- [O problema]: Por favor, reproduza tudo desde o início dos itens até a linha que contém "[(1377, 557), (467, 570), (756, 597), (1162, 593)]", inclusive, com os pedidos. Reescale só as coordenadas das respostas: multiplique-as por 1,25 e arredonde para inteiros, com metades para cima.

- [Dados fornecidos]:
**********
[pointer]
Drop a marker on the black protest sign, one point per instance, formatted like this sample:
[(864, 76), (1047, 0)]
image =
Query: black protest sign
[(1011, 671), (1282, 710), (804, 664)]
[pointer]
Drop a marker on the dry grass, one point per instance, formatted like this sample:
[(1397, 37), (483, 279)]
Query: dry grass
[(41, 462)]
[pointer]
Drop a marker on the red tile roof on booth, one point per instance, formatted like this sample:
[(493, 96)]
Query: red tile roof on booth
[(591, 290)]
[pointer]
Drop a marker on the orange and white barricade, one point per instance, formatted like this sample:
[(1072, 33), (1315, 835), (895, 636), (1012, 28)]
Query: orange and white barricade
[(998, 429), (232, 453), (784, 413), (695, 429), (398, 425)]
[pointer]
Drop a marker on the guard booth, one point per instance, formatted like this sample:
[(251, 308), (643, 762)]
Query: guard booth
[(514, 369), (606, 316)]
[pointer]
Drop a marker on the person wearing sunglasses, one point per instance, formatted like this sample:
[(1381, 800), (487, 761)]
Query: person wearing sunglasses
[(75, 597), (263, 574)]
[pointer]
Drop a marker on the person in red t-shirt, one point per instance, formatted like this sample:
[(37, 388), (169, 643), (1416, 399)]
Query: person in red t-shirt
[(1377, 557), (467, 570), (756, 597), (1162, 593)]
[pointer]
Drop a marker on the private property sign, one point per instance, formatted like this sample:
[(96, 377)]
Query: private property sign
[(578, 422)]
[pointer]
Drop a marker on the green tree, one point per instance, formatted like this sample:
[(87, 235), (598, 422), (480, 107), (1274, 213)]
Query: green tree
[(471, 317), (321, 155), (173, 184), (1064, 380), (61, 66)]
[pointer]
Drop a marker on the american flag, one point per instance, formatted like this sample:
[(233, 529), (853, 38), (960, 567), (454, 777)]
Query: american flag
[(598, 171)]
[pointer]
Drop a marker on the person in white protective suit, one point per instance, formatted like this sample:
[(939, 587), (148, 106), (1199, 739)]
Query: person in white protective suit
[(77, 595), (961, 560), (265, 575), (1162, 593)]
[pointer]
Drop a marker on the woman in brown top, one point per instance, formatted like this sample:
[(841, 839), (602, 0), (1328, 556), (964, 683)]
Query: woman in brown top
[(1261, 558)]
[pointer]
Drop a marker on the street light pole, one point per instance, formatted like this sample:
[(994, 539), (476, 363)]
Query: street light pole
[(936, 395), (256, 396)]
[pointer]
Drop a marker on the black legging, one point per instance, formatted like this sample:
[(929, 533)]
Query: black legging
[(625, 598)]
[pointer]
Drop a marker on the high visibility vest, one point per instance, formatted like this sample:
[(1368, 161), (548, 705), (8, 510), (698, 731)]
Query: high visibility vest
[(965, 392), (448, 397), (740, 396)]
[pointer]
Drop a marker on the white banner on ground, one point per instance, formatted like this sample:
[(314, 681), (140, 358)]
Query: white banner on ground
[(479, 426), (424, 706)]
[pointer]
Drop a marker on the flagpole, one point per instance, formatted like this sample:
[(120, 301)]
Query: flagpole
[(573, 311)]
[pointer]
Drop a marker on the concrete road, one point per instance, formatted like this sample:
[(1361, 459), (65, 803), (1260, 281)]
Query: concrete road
**********
- [Resultado da tarefa]:
[pointer]
Drop a marker on the black protest sign, one point per instance, formatted like this sample:
[(864, 76), (1047, 0)]
image =
Query: black protest sign
[(1264, 839), (1603, 888), (1005, 830)]
[pointer]
Drop a marker on the dry grass, one point per instance, formatted like this sample:
[(1397, 37), (483, 279)]
Query: dry grass
[(51, 578)]
[pointer]
Drop a marker on the red tile roof on booth, one point per instance, formatted like this sample:
[(493, 96)]
Query: red tile roof on booth
[(739, 363)]
[pointer]
Drop a marker on the orange and white barricade, one point per instance, formatted like this sample:
[(1072, 33), (1315, 835), (895, 636), (1012, 28)]
Query: orange and white barricade
[(1248, 536), (290, 566), (980, 516), (869, 536), (498, 531)]
[pointer]
Drop a marker on the guard booth, one point per instance, formatted like this sample:
[(251, 308), (643, 762)]
Query: guard booth
[(643, 461), (758, 395)]
[pointer]
Drop a marker on the person wearing sunglasses, one point per instance, formatted like this sample:
[(1381, 800), (487, 761)]
Query: person wearing sunglasses
[(94, 746), (329, 718)]
[pointer]
Drop a marker on the person in red t-shirt, one point per instance, formatted like this sample:
[(37, 388), (169, 643), (1416, 399)]
Query: person in red t-shirt
[(1721, 696), (584, 713), (945, 746), (1453, 741)]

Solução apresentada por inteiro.